The Gretna Bypass opened first, in 1992, and as the decade went on, various sections opened in a seemingly random fashion. The final section, which now forms junctions 15 to 16 of the A74(M) opened in 1999, four years after the rest of the route had been upgraded. The new motorway gave the route three lanes in each direction, and even ten years after its completion it still feels much quieter than the M6 to the south, or the narrow dual two lane section of the M74 further north (itself now a bottleneck).
The construction of the motorway posed some interesting engineering challenges. In some places a brand new road was built alongside for non-motorway traffic, and in others the old dualled road was simply reduced to a single carriageway with the motorway rushing alongside it. One point of note from the new motorway is that most of the signs are patched to read A74(M). Underneath they all read M6, for the original intention was to extend the M6 from Carlisle all the way up the new motorway, to Abington, where it would arbitrarily change to M74. For reasons that have never been discovered, this change never happened in 1999 when the motorway was fully linked up from Gretna to Glasgow. Several signs still hint at the road being the M6 - although it appears for now that any renumbering has been ruled out.
The Cumberland Gap
The other remaining non-motorway section of the A74, and the one that drew far more attention from travellers, was the Cumberland Gap. This section of the A74 was the link between the M6 at Carlisle and A74(M) at Gretna. Built originally with the Carlisle Bypass, it was (somewhat ironically considering the bottleneck it became) once the highest quality section of the entire A74, as some of it featured hard shoulders and crude grade separation in the form of LILO junctions.
Arguments have raged between the Scottish Executive and the Highways Agency over who would build the motorway upgrade to finally connect the English and Scottish motorway networks together. By the turn of the 21st Century it was running the risk of becoming a major embarrassment to all parties concerned, and in 2006 contracts were signed and works finally began to eliminate the gap once and for all. As with some of the 1990s sections of the A74(M), this stretch was to be upgraded entirely on-line with a new road for non-motorway traffic constructed alongside. Existing overbridges would be retained and the majority of the works would be within highway boundaries.
The other notable feature of this new motorway was the retention of Todhills service area, which was given brand new slip roads and designated as a rest area. This enabled the small site, which consisted purely of a roadside café and petrol station on each side of the A74 to avoid the stringent requirements of a full service area, and protected the jobs of the staff at the site. Whether or not the concept will be extended to other stretches of motorway is still unknown.
One thing that was rather unlike the 1990s upgrades was that this section was to become part of the M6 to the border with Scotland, where the existing A74(M) would remain. The non-motorway access road alongside has also not been numbered, and is built to a low specification unlike the former dualled sections of the A74 further north.
The contracts required the demolition of the original Mossband Viaduct, resulting in a wider road crossing over the West Coast Main Line carrying both motorway and local road, as well as a new bridge to carry the widened carriageways over the River Esk. The motorway replacement opened to traffic in the early hours of December 5, 2008, which was also the 50th anniversary of the completion of the Preston Bypass (the first stretch of motorway in the UK). This marked the end of one of the most notorious sections of A road in the United Kingdom, and the end of an era for the A74.

···

### WRITTEN REQUEST 1
According to the A74 passage, when did the motorway replacement for the Cumberland Gap open to traffic?
### WRITTEN REQUEST 2
Reproduce verbatim the part of the A74 passage that opens with the words "The other notable" and closes with "A74 further north.".
Rely on the A74 passage alone.

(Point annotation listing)
···

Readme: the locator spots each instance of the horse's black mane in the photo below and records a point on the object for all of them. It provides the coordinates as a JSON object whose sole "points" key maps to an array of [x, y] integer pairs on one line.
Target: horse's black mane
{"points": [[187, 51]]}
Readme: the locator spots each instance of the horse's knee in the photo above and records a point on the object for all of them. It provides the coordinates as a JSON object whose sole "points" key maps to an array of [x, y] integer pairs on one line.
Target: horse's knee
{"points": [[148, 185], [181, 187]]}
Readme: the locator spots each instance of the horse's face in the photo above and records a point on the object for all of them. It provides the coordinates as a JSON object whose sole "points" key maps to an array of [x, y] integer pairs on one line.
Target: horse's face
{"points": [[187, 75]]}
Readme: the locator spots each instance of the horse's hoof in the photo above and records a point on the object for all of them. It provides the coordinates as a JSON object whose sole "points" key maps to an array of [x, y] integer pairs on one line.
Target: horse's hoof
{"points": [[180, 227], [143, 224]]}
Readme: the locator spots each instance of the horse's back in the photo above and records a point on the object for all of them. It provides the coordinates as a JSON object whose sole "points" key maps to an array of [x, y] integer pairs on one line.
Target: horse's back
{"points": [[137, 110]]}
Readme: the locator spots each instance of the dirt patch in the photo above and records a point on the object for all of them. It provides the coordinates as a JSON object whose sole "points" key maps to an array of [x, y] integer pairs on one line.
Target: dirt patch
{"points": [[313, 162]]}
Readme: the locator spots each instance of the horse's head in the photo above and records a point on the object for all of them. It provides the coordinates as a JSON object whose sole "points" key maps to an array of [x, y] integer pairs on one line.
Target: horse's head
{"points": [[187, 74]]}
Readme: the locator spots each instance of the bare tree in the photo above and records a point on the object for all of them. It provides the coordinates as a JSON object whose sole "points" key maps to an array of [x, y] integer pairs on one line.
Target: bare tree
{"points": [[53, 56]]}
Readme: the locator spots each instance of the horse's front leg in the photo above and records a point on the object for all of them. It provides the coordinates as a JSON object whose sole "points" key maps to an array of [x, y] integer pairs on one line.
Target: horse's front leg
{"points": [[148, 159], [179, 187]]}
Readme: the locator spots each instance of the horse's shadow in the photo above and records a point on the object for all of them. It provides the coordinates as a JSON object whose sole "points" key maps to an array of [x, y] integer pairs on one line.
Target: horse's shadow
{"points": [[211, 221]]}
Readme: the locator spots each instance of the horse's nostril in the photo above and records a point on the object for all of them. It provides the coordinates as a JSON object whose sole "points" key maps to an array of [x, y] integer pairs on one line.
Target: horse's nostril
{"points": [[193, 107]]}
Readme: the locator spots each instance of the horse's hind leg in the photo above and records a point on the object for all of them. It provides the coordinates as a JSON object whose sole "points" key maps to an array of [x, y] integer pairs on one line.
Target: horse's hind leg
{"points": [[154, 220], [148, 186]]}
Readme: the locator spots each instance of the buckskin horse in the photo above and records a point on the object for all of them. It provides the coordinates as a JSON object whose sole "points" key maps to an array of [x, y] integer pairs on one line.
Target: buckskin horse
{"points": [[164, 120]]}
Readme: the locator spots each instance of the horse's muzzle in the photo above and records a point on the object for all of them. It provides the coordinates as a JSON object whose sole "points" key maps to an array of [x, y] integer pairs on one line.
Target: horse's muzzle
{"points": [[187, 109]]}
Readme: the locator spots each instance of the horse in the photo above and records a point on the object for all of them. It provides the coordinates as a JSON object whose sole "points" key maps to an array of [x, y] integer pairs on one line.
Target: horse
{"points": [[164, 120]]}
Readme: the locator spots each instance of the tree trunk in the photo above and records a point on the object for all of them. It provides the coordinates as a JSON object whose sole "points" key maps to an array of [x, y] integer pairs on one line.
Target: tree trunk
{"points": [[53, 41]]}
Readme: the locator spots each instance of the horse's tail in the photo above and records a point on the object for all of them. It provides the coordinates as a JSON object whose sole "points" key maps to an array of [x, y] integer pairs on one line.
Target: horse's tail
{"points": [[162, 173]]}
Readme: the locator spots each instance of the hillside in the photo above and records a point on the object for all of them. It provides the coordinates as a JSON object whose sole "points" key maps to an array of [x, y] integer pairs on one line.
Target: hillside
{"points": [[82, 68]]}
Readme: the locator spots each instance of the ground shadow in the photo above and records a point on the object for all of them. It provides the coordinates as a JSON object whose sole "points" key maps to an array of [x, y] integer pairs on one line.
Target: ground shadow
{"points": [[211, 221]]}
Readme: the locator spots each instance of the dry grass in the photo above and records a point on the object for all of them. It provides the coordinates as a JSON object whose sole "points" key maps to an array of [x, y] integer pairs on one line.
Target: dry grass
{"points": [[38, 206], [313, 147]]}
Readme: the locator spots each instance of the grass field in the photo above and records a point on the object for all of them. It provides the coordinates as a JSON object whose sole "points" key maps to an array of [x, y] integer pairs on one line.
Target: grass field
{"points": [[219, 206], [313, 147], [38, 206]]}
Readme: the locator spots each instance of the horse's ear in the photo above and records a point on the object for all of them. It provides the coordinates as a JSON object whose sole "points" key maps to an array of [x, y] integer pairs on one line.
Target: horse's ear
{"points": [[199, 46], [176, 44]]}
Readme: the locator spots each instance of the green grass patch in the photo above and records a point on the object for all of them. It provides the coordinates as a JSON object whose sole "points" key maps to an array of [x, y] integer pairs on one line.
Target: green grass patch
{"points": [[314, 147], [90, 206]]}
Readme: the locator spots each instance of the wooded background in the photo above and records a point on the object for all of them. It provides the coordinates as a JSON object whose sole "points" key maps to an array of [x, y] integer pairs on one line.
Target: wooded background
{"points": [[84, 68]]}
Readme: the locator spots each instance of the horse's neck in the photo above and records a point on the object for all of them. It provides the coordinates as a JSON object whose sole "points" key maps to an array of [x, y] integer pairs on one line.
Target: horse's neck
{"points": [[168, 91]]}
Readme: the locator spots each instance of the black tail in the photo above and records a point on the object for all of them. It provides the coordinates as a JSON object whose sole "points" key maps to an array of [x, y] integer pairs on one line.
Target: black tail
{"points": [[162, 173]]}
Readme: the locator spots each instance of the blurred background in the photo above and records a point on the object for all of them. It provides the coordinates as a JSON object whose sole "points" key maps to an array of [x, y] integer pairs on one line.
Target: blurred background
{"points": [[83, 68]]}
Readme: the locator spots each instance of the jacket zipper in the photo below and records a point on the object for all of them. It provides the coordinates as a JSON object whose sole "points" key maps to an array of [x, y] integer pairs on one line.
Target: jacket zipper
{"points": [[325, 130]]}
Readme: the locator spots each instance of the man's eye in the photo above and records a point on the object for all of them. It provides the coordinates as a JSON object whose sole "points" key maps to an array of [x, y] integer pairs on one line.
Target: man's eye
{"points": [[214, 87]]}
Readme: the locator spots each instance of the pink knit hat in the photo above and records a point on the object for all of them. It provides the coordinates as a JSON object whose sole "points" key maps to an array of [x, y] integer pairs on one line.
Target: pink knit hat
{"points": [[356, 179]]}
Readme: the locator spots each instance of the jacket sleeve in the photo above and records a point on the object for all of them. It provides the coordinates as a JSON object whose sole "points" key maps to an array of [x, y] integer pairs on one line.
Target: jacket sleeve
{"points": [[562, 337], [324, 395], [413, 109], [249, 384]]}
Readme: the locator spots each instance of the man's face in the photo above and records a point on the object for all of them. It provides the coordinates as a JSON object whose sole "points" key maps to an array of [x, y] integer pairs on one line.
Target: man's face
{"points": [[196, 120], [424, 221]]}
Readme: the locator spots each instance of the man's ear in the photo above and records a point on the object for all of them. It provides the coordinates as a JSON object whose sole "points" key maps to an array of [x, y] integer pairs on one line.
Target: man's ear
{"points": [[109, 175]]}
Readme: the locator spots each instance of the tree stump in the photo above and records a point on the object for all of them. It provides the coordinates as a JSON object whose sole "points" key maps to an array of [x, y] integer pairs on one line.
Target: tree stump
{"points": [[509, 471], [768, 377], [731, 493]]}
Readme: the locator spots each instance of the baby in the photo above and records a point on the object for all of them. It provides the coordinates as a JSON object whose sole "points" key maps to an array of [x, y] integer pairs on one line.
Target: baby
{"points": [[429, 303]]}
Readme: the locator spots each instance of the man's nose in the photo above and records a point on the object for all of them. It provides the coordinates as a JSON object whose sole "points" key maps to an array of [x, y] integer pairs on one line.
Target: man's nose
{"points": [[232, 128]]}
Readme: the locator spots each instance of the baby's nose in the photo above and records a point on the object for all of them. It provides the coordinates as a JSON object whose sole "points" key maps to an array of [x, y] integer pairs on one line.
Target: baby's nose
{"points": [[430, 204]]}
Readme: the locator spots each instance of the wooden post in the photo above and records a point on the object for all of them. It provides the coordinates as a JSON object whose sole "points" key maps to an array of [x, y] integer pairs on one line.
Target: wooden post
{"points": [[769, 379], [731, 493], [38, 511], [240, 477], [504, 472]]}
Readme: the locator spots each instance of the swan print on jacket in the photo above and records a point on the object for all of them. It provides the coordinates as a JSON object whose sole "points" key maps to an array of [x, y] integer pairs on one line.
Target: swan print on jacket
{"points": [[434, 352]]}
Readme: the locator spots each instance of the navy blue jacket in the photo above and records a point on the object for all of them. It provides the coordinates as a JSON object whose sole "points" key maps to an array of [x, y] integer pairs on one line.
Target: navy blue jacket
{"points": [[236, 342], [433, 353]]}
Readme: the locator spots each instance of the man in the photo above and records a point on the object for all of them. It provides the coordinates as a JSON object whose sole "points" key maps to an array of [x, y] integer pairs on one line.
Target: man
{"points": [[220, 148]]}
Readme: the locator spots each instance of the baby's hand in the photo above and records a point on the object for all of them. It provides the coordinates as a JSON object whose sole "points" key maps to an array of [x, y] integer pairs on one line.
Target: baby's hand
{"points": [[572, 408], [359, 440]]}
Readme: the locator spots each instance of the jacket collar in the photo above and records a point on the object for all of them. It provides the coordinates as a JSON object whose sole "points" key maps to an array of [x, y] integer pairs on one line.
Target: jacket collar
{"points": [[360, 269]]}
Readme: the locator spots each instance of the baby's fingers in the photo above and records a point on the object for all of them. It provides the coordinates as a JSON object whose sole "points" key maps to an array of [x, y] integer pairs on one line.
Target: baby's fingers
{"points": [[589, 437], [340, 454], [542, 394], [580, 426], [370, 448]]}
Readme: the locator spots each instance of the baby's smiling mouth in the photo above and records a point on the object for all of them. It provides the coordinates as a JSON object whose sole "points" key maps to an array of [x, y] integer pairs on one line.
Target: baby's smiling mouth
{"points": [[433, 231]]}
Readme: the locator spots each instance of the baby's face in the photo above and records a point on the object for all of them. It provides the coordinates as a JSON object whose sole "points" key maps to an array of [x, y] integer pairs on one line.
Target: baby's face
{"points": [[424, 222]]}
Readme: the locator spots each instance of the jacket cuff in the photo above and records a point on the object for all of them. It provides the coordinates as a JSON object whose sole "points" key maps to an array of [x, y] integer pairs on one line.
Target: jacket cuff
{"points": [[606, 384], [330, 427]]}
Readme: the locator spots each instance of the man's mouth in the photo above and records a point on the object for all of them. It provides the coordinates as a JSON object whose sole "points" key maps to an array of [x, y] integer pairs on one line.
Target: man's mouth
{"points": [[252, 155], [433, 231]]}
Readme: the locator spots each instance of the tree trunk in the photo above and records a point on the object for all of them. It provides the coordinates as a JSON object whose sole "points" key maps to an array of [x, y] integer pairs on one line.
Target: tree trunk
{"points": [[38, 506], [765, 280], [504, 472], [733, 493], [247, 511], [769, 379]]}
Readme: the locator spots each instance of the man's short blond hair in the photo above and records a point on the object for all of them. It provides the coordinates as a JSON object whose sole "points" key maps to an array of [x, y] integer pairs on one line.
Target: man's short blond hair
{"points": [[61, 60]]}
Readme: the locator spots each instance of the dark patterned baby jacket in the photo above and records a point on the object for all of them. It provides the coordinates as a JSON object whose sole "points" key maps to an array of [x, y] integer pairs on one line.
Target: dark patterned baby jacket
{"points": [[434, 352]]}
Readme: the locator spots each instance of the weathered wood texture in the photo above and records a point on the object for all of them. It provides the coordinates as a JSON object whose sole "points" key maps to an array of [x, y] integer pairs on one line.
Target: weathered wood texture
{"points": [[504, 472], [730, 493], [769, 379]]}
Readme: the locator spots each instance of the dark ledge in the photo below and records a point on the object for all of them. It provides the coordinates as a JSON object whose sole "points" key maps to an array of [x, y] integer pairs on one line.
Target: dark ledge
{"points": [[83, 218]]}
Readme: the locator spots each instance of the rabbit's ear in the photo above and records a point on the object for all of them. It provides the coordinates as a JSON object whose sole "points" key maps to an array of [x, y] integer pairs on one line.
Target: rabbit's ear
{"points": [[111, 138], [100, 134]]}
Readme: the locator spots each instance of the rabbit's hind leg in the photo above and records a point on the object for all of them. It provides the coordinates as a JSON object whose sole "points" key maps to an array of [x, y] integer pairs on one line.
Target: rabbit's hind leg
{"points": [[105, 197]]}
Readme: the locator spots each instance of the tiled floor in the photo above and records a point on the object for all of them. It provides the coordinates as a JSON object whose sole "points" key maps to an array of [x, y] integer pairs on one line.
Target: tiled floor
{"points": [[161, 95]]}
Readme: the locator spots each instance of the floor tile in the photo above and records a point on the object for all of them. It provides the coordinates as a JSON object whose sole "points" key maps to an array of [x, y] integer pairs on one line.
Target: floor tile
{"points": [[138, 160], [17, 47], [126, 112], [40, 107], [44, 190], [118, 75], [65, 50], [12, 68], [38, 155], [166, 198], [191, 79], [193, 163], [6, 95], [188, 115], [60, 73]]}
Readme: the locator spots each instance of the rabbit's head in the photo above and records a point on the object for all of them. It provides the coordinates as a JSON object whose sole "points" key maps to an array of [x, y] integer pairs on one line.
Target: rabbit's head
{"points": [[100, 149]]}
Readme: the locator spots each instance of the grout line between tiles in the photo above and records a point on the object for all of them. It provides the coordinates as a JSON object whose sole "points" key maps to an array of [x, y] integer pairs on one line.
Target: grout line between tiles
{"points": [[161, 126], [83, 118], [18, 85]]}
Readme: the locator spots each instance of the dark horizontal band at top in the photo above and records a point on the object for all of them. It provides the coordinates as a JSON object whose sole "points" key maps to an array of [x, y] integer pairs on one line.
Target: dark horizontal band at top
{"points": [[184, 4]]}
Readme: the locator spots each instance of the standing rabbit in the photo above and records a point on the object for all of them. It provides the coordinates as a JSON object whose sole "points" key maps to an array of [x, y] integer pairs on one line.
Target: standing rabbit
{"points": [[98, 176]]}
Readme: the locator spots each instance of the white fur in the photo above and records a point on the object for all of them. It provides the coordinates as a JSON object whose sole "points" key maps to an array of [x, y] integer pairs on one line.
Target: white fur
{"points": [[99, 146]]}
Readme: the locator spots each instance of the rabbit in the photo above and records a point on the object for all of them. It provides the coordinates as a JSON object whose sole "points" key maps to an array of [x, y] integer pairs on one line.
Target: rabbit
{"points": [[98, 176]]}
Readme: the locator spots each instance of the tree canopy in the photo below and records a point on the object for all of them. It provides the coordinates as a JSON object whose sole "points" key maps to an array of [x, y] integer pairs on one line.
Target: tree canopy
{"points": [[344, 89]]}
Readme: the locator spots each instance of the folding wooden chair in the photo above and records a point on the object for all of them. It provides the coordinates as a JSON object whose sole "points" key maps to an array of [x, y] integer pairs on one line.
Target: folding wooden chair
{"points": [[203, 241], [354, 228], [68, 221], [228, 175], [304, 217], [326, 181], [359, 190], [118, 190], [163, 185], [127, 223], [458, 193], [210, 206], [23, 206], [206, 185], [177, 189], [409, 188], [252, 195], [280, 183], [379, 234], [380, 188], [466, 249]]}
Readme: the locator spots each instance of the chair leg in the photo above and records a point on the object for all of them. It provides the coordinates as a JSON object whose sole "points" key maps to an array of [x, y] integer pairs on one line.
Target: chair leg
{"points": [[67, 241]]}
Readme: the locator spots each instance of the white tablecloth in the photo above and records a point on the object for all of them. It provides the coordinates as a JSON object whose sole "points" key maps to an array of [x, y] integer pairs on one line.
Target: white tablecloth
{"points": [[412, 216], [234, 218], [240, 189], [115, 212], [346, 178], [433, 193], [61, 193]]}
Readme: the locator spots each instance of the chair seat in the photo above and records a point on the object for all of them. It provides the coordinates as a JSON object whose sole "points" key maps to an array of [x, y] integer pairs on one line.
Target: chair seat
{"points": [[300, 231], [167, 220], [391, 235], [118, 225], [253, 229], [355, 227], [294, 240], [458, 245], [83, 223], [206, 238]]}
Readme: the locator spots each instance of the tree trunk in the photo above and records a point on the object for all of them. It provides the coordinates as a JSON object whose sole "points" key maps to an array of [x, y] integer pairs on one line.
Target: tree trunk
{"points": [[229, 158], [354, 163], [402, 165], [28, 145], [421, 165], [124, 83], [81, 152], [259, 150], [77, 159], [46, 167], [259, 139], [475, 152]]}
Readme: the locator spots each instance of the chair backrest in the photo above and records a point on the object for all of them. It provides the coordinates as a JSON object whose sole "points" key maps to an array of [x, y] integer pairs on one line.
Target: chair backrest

···

### ANSWER 1
It opened in the early hours of December 5, 2008.

### ANSWER 2
The other notable feature of this new motorway was the retention of Todhills service area, which was given brand new slip roads and designated as a rest area. This enabled the small site, which consisted purely of a roadside café and petrol station on each side of the A74 to avoid the stringent requirements of a full service area, and protected the jobs of the staff at the site. Whether or not the concept will be extended to other stretches of motorway is still unknown.
One thing that was rather unlike the 1990s upgrades was that this section was to become part of the M6 to the border with Scotland, where the existing A74(M) would remain. The non-motorway access road alongside has also not been numbered, and is built to a low specification unlike the former dualled sections of the A74 further north.